----- Extrait étudié -----

Par un mémoire en défense, enregistré le 23 janvier 2012, l'EHPAD d'Audincourt, représenté par MeB..., conclut au rejet de la requête, demande à la cour d'annuler l'article 1er du jugement n° 0901925 du 13 janvier 2011 par lequel le tribunal administratif de Besançon l'a condamné à verser à la société Bancel la somme de 3 000 euros au titre des frais exposés pour la présentation de son offre et de mettre à la charge de la société Bancel la somme de 4 000 euros en application de l'article L. 761-1 du code de justice administrative.

Il fait valoir que :

- il ressort du procès verbal de la commission d'appel d'offres et du rapport d'analyse comptable et technique qu'une analyse comparative des offres a bien été effectuée, au regard de l'ensemble des critères de choix des offres prévus dans les documents de la consultation et que le courrier informant la société requérante du rejet de son offre contenait des explications précises des notes obtenues sur chaque critère ;

- les propositions de la société requérante, notamment au regard du sous-critère " hygiène, sécurité, qualité ", étaient générales et insuffisantes au regard des exigences du pouvoir adjudicateur ;


- l'annulation du contrat porterait une atteinte excessive à l'intérêt général eu égard à son coût financier et au retard qu'elle engendrerait pour l'achèvement des travaux ;

- la société requérante ne produit aucun justificatif du montant demandé au titre des frais exposés pour la présentation de son offre ;

- il n'est pas établi que la société avait des chances sérieuses de remporter le contrat ;


Par ordonnance du 19 mai 2015, la clôture d'instruction a été fixée au 15 juin 2015.

----- Données fournies -----

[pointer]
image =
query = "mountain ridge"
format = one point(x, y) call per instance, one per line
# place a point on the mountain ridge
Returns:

-----
----- Données fournies -----

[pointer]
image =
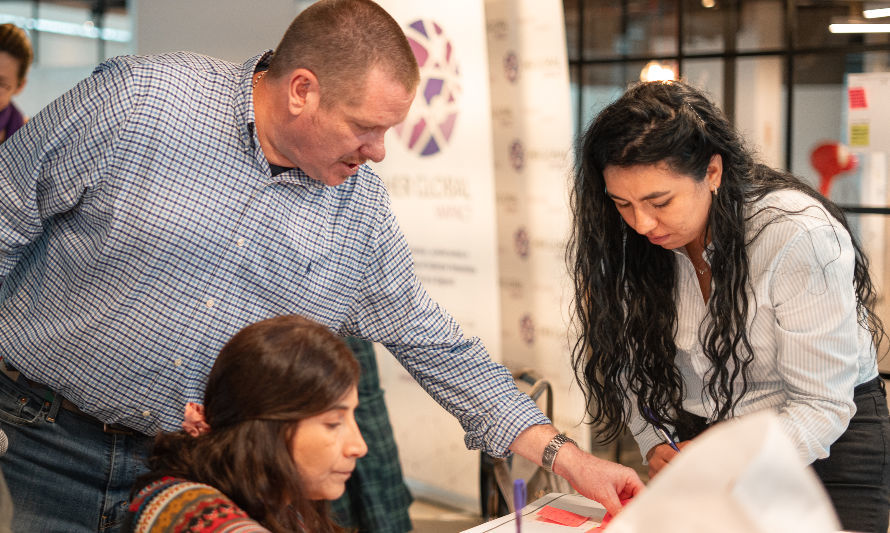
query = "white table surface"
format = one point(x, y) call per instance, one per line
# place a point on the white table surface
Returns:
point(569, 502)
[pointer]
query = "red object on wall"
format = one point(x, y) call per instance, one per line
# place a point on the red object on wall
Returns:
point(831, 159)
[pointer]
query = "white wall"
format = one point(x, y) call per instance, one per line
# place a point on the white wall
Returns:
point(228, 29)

-----
----- Données fournies -----

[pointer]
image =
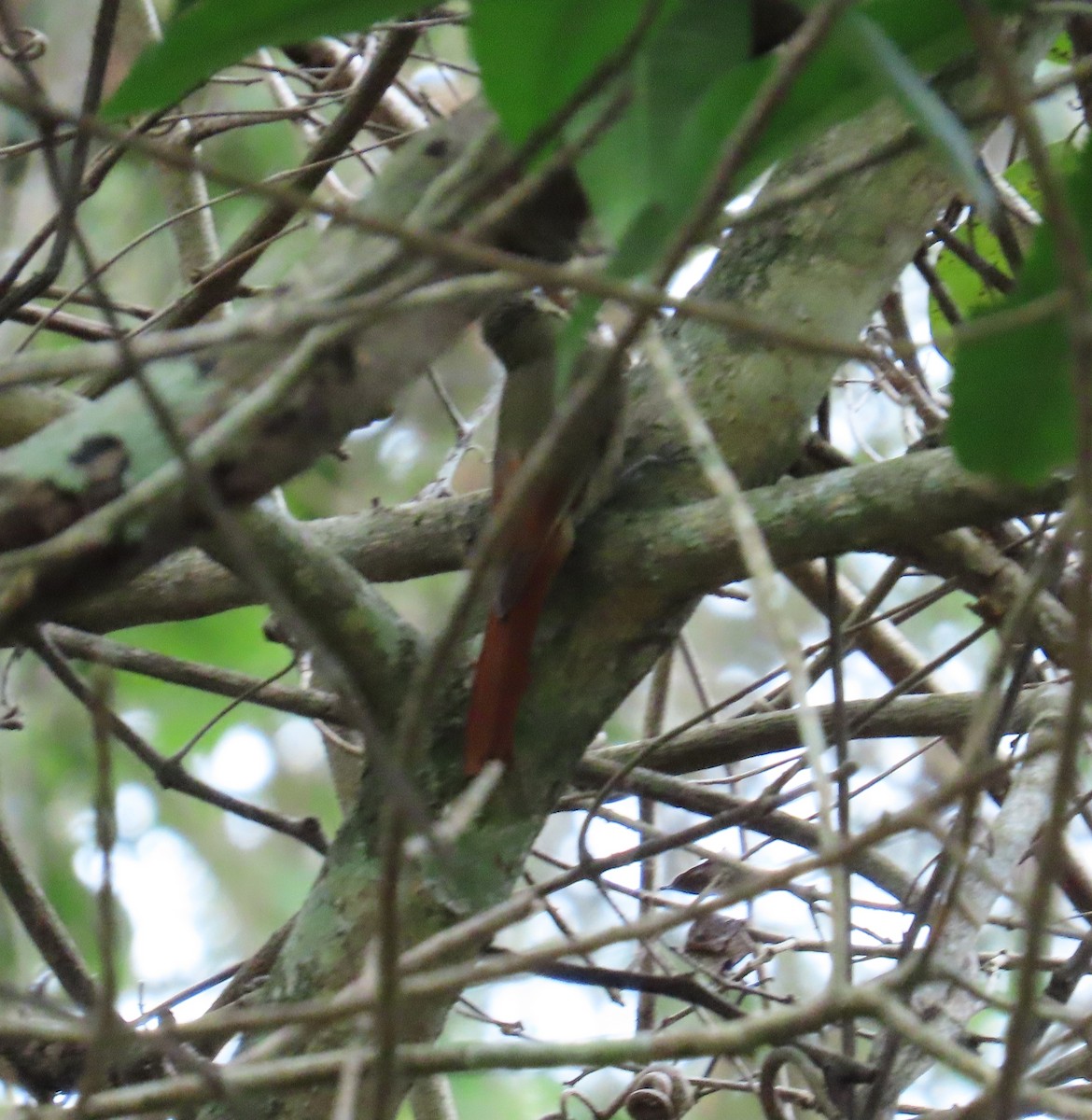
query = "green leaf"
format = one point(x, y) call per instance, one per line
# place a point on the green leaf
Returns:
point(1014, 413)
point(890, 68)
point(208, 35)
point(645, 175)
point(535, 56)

-----

* Consigne
Relevez, dans l'ordre où elles figurent, toutes les dates citées dans l'extrait de décision de justice.

* Réponse attendue
- 23 janvier 2012
- 13 janvier 2011
- 19 mai 2015
- 15 juin 2015